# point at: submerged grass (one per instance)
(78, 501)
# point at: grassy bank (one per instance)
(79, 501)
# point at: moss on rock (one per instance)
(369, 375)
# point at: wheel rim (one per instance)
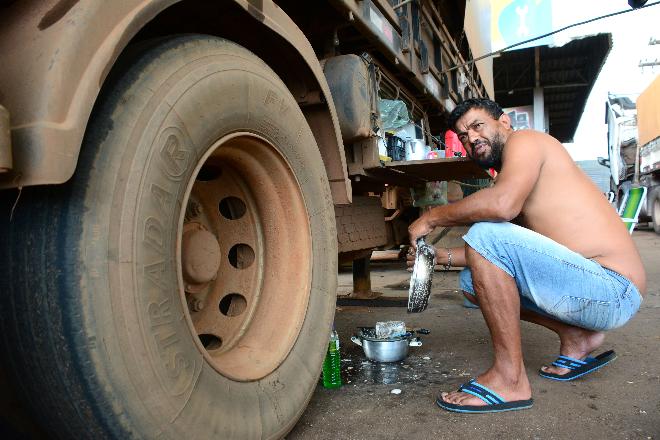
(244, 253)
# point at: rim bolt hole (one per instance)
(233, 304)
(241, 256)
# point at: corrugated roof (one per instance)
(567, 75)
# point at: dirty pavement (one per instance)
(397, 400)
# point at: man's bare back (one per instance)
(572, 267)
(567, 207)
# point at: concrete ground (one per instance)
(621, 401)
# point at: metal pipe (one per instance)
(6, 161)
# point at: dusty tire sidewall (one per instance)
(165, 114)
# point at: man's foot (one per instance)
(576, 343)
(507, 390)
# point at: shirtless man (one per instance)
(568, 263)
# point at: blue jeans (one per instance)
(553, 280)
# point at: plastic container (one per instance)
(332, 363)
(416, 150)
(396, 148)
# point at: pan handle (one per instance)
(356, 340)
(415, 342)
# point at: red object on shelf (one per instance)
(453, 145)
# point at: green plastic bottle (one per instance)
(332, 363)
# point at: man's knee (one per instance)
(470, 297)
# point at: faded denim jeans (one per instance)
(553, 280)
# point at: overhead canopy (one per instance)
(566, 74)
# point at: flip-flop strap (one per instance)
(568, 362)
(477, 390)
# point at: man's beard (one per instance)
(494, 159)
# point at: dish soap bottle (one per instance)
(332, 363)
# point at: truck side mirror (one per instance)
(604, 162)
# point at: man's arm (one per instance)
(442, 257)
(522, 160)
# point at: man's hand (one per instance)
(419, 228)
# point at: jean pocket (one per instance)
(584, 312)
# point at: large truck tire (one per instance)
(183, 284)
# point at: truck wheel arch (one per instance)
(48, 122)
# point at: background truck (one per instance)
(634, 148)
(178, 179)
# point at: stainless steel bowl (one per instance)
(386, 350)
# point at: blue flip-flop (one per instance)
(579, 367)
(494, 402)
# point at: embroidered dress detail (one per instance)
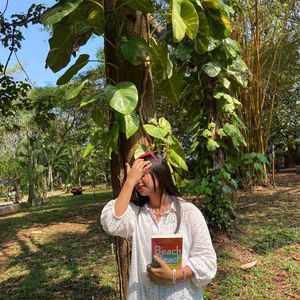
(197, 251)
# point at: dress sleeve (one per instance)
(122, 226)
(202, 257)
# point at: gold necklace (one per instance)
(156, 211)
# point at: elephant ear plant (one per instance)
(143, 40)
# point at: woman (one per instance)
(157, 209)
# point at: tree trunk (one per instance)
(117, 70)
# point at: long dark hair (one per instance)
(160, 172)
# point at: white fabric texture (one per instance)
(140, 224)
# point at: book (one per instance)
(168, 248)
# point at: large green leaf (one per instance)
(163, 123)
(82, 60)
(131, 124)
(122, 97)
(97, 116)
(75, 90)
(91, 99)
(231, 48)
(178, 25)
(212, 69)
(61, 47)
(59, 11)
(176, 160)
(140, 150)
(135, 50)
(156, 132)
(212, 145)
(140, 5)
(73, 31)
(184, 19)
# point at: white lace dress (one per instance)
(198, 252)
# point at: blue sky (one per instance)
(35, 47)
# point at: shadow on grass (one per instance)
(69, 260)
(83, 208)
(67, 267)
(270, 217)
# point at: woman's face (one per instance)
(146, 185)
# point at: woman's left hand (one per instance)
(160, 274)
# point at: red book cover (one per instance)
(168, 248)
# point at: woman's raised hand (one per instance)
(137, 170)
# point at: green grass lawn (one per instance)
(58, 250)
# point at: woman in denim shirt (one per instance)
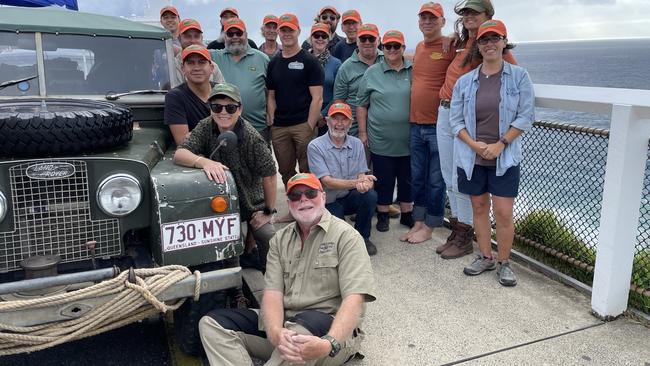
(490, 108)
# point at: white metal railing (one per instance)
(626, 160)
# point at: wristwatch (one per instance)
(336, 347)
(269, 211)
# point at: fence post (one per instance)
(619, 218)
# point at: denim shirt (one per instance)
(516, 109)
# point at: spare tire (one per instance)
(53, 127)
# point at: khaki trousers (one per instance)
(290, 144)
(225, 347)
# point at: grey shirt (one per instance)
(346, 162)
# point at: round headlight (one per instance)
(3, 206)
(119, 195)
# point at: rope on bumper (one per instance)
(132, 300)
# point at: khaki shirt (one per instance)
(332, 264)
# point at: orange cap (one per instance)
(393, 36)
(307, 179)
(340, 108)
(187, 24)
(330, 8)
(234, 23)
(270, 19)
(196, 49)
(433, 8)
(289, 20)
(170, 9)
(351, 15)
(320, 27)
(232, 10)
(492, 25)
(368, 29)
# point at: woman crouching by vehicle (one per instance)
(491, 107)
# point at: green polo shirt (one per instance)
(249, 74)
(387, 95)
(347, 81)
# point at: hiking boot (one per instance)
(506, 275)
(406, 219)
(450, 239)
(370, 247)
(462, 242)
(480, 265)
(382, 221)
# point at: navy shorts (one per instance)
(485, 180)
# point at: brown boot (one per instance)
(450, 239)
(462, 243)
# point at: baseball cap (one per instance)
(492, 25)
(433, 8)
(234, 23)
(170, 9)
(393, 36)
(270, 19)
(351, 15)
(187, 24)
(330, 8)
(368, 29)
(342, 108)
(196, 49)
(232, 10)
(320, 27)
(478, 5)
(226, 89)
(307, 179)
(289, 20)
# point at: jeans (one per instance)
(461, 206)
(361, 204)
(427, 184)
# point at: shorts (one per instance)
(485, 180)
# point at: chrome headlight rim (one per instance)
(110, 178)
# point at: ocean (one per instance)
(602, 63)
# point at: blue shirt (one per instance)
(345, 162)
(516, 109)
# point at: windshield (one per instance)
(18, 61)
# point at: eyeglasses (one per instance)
_ _ _ _
▸ **Brief**:
Arrange the listing above as a JSON list of strings, one string for each line and no blank lines, covering the whole listing and leaving out the pictures.

▸ **Written solution**:
[
  "# point at: submerged grass (one per instance)",
  "(78, 501)",
  "# point at: grassy bank (one per instance)",
  "(79, 501)",
  "# point at: moss on rock (one per instance)",
  "(369, 375)",
  "# point at: wheel rim (one per instance)",
  "(244, 253)",
  "# point at: rim bolt hole (one per instance)",
  "(233, 304)",
  "(241, 256)",
  "# point at: corrugated roof (one per instance)",
  "(567, 75)",
  "# point at: dirty pavement (one per instance)",
  "(397, 400)",
  "# point at: man's bare back (one per instance)",
  "(572, 267)",
  "(567, 207)",
  "# point at: concrete ground (one per instance)",
  "(621, 401)",
  "# point at: metal pipe (one per instance)",
  "(6, 161)",
  "# point at: dusty tire sidewall (one per instance)",
  "(165, 114)",
  "# point at: man's foot (one per instance)",
  "(576, 343)",
  "(507, 390)",
  "# point at: shirtless man (one per instance)",
  "(568, 263)",
  "# point at: blue jeans (one per instance)",
  "(553, 280)",
  "# point at: plastic container (one per instance)",
  "(332, 363)",
  "(416, 150)",
  "(396, 148)",
  "# point at: pan handle (one per instance)",
  "(356, 340)",
  "(415, 342)",
  "# point at: red object on shelf (one per instance)",
  "(453, 145)",
  "# point at: green plastic bottle (one per instance)",
  "(332, 363)",
  "# point at: man's knee (one per instance)",
  "(470, 297)",
  "# point at: faded denim jeans (one per instance)",
  "(553, 280)",
  "# point at: overhead canopy (one per instance)",
  "(566, 74)",
  "# point at: flip-flop strap (one per instance)",
  "(568, 362)",
  "(477, 390)",
  "# point at: man's beard (one per instance)",
  "(494, 159)",
  "# point at: dish soap bottle (one per instance)",
  "(332, 363)",
  "# point at: truck side mirror (one per instance)",
  "(604, 162)",
  "# point at: man's arm (one per instance)",
  "(442, 257)",
  "(522, 160)",
  "# point at: man's hand (one per instance)",
  "(419, 228)",
  "# point at: jean pocket (one per instance)",
  "(584, 312)",
  "# point at: large truck tire (one per instance)",
  "(183, 284)",
  "# point at: truck wheel arch (one per instance)",
  "(48, 122)",
  "# point at: background truck (one per instance)",
  "(634, 148)",
  "(178, 179)",
  "# point at: stainless steel bowl (one per instance)",
  "(386, 350)",
  "# point at: blue flip-flop (one per instance)",
  "(579, 367)",
  "(494, 402)",
  "# point at: embroidered dress detail (one per instance)",
  "(197, 251)",
  "# point at: dress sleeve (one per instance)",
  "(122, 226)",
  "(202, 257)",
  "# point at: gold necklace (one per instance)",
  "(156, 211)",
  "# point at: elephant ear plant (one per instance)",
  "(143, 40)",
  "# point at: woman (one per instance)",
  "(157, 209)",
  "# point at: tree trunk (one per instance)",
  "(117, 70)",
  "# point at: long dark hair (one per instance)",
  "(160, 172)",
  "# point at: white fabric texture (one per instance)",
  "(140, 224)",
  "# point at: book (one per instance)",
  "(168, 248)",
  "# point at: large green leaf (one per instance)",
  "(163, 123)",
  "(82, 60)",
  "(131, 124)",
  "(122, 97)",
  "(97, 116)",
  "(75, 90)",
  "(91, 99)",
  "(231, 48)",
  "(178, 25)",
  "(212, 69)",
  "(61, 47)",
  "(59, 11)",
  "(176, 160)",
  "(140, 150)",
  "(135, 50)",
  "(156, 132)",
  "(212, 145)",
  "(140, 5)",
  "(73, 31)",
  "(184, 19)",
  "# point at: white lace dress (one per instance)",
  "(198, 252)",
  "# point at: blue sky (one per instance)",
  "(35, 47)",
  "# point at: shadow on grass (one per instance)",
  "(69, 260)",
  "(83, 208)",
  "(67, 267)",
  "(270, 217)",
  "# point at: woman's face (one per instance)",
  "(146, 185)",
  "# point at: woman's left hand (one per instance)",
  "(160, 274)",
  "# point at: red book cover (one per instance)",
  "(168, 248)",
  "# point at: woman's raised hand (one per instance)",
  "(137, 170)",
  "# point at: green grass lawn (one per instance)",
  "(58, 250)",
  "# point at: woman in denim shirt (one per instance)",
  "(490, 108)",
  "# point at: white metal railing (one per instance)",
  "(626, 160)",
  "# point at: wristwatch (one per instance)",
  "(336, 347)",
  "(269, 211)",
  "# point at: fence post (one per instance)",
  "(619, 218)",
  "# point at: denim shirt (one per instance)",
  "(516, 109)",
  "# point at: spare tire (one per instance)",
  "(53, 127)",
  "# point at: khaki trousers (one per instance)",
  "(290, 144)",
  "(225, 347)",
  "# point at: grey shirt (one per instance)",
  "(346, 162)",
  "# point at: round headlight (one per instance)",
  "(3, 206)",
  "(119, 195)",
  "# point at: rope on bumper (one per instance)",
  "(132, 300)",
  "# point at: khaki shirt (one per instance)",
  "(332, 264)",
  "# point at: orange cap (one per instance)",
  "(393, 36)",
  "(307, 179)",
  "(340, 108)",
  "(187, 24)",
  "(330, 8)",
  "(234, 23)",
  "(270, 19)",
  "(196, 49)",
  "(433, 8)",
  "(289, 20)",
  "(170, 9)",
  "(351, 15)",
  "(320, 27)",
  "(232, 10)",
  "(492, 25)",
  "(368, 29)",
  "# point at: woman crouching by vehicle (one per instance)",
  "(491, 107)",
  "# point at: green polo shirt (one per instance)",
  "(249, 74)",
  "(387, 95)",
  "(347, 81)",
  "# point at: hiking boot (one per instance)",
  "(506, 275)",
  "(406, 219)",
  "(450, 239)",
  "(370, 247)",
  "(462, 242)",
  "(480, 265)",
  "(382, 221)",
  "# point at: navy shorts (one per instance)",
  "(485, 180)",
  "# point at: brown boot (one per instance)",
  "(450, 239)",
  "(462, 243)",
  "# point at: baseball cap (one per instance)",
  "(492, 25)",
  "(433, 8)",
  "(234, 23)",
  "(170, 9)",
  "(393, 36)",
  "(270, 19)",
  "(351, 15)",
  "(187, 24)",
  "(330, 8)",
  "(368, 29)",
  "(342, 108)",
  "(196, 49)",
  "(232, 10)",
  "(320, 27)",
  "(478, 5)",
  "(226, 89)",
  "(307, 179)",
  "(289, 20)",
  "# point at: jeans (one per instance)",
  "(461, 206)",
  "(361, 204)",
  "(427, 184)",
  "# point at: shorts (one per instance)",
  "(485, 180)",
  "# point at: chrome headlight rim (one per instance)",
  "(110, 178)",
  "# point at: ocean (one per instance)",
  "(602, 63)",
  "# point at: blue shirt (one per instance)",
  "(345, 162)",
  "(516, 109)",
  "# point at: windshield (one per instance)",
  "(18, 61)",
  "# point at: eyeglasses (one per instance)"
]